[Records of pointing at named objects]
[START]

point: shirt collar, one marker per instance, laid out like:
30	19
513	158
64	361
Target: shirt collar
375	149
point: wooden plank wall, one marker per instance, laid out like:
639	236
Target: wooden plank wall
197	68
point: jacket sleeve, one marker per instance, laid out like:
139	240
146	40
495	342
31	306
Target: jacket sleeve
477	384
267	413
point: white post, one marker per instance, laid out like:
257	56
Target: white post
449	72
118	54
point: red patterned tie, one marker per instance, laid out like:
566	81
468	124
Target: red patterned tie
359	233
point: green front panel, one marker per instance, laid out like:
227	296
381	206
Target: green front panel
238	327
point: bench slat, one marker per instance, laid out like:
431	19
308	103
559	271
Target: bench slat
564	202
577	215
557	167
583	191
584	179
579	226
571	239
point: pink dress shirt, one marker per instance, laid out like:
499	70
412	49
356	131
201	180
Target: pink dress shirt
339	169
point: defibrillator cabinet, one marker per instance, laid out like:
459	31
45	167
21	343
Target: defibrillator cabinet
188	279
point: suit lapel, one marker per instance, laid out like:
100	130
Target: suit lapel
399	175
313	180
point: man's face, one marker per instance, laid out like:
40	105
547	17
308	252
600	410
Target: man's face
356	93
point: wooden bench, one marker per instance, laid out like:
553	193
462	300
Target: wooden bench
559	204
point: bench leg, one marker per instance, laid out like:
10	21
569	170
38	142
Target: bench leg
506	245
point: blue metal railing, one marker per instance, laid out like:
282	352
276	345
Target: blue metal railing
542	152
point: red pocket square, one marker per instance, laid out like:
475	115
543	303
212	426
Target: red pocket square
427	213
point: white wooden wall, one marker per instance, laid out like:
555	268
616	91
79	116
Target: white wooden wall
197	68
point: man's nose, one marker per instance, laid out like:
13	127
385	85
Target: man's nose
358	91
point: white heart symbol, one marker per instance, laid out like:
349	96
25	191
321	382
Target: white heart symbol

[END]

Rewrite the records from the line containing "point: wooden bench, one" through the end of the records, changing every "laid out like" to "formatted as" and keeping all else unchanged.

> The completed task
point: wooden bench, one marker per instance, formatted as:
553	193
462	300
Target: wooden bench
559	204
point: bench leg, one marker per instance, formatted as:
10	21
569	170
38	142
Target: bench leg
506	245
point: blue metal railing, one marker per instance, formatted as:
282	352
276	345
Target: blue metal railing
542	152
point: red pocket square, one marker per instance, formatted as:
475	115
543	303
212	426
Target: red pocket square
427	213
point: white wooden wall, one marker per instance, formatted as:
555	268
616	91
79	116
Target: white wooden wall
197	68
point: man's nose, one marker per instance, formatted as:
13	127
385	85
Target: man's nose
358	91
point: white heart symbol, one marker per instance, formatted as:
349	96
25	191
321	382
Target: white heart symbol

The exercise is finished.